▶ _DOCUMENT EXTRACT_:
- Awarded for: Honoring Filipinas
- Location: Philippines
- Presented by: TOWNS Foundation
- First award: 1974
- Website: TOWNS website

= The Outstanding Women in the Nation's Service =

The Outstanding Women in Nation’s Service (TOWNS) award is presented by the TOWNS Foundation to outstanding Filipino women ages 21 to 45 years old who have contributed positively to strengthening national capability and shaping the nation’s future and served as catalysts for economic, social and cultural development, national security and national unity by providing their time, talent and resources. The award is given every three years during the last week of October. Since its inception in 1974, TOWNS has cited 189 women (as of 2022).

▶ _EXTRACTED RECORDS_:
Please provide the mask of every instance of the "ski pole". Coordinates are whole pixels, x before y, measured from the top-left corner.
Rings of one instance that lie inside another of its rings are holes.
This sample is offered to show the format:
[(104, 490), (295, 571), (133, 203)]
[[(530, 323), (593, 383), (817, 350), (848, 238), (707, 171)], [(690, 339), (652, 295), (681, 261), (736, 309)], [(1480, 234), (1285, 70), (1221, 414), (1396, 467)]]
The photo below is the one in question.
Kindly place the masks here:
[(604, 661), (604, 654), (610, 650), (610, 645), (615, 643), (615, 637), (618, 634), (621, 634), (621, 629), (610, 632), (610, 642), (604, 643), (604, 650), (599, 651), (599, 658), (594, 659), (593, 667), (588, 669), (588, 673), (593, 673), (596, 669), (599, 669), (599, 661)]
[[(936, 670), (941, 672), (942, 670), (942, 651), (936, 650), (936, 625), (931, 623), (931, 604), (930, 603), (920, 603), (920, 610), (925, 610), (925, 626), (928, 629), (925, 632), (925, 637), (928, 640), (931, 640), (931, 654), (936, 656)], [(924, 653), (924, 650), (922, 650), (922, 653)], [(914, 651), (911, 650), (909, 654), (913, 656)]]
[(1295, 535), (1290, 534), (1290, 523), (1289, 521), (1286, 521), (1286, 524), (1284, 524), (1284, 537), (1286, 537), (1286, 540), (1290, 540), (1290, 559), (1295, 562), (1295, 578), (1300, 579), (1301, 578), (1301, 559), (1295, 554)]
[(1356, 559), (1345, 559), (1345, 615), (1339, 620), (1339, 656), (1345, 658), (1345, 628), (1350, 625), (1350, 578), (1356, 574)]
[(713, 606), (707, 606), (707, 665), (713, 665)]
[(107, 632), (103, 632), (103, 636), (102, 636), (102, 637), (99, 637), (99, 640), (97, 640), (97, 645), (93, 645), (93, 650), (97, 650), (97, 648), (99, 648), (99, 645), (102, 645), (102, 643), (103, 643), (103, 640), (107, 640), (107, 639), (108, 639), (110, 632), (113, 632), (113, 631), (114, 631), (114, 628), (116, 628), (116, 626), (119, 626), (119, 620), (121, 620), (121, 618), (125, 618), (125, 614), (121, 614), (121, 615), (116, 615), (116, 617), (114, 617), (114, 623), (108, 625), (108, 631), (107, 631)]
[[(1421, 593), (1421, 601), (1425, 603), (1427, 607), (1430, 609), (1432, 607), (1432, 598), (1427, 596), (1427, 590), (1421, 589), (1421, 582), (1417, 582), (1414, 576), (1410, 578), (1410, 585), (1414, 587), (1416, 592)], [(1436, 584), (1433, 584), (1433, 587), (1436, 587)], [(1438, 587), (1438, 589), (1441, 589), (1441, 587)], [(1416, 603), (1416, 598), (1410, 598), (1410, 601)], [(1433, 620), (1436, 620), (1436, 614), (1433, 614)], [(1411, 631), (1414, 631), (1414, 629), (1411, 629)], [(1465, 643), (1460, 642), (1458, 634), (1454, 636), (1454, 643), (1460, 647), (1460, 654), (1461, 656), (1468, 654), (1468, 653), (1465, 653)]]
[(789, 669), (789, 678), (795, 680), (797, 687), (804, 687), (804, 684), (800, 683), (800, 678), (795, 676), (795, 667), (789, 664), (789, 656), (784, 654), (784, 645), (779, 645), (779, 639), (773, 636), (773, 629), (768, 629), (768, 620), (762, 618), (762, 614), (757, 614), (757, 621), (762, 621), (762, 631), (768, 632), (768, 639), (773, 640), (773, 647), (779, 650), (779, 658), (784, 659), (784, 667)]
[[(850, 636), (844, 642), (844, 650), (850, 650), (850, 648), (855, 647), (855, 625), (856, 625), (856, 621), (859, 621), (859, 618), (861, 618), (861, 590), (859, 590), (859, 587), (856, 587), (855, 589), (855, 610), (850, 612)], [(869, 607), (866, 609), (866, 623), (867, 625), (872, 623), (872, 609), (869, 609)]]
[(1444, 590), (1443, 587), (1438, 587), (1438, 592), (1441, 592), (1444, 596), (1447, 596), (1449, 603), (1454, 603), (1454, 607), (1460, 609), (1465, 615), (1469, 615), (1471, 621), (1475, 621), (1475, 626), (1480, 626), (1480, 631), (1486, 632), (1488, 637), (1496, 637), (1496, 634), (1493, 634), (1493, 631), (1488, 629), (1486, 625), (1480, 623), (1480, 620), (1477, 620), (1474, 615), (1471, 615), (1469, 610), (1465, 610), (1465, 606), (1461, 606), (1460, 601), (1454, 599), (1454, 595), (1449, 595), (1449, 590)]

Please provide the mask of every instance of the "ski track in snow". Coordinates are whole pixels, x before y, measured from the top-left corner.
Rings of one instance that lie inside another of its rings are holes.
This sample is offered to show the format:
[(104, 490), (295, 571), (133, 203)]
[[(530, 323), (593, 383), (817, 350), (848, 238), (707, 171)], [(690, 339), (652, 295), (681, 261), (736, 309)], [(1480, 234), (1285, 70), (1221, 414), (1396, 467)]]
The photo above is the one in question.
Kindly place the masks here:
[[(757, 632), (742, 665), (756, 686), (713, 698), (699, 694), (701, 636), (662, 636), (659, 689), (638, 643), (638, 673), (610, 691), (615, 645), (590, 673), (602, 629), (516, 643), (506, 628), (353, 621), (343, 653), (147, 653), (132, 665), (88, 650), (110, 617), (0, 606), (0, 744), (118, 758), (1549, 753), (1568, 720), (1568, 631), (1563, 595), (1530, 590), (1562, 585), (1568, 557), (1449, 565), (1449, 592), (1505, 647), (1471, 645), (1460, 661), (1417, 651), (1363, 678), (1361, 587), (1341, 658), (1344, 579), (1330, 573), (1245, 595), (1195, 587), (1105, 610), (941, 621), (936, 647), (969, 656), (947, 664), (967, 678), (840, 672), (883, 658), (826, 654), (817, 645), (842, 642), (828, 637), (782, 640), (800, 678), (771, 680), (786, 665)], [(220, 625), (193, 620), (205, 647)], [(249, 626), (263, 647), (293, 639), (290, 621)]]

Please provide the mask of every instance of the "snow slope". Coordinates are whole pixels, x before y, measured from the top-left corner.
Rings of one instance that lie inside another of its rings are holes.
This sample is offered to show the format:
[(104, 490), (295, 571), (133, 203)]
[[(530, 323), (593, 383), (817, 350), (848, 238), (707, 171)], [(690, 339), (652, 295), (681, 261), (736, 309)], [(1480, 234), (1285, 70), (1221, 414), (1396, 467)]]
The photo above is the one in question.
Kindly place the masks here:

▶ _TASKS TO COMPLETE_:
[A] In the text on the TOWNS award, why are the women who receive it honored? Answer in one to three sentences.
[B] Answer these questions from the text on the TOWNS award:
(i) Which organization presents the award?
(ii) How often is the award given, and during which week?
(iii) How many women had TOWNS cited as of 2022?

▶ _RESULTS FOR THE EXERCISE_:
[A] They are honored because they have contributed positively to strengthening national capability and shaping the nation's future. They have also served as catalysts for economic, social and cultural development, national security and national unity by providing their time, talent and resources.

[B]
(i) The TOWNS Foundation
(ii) Every three years, during the last week of October
(iii) 189 women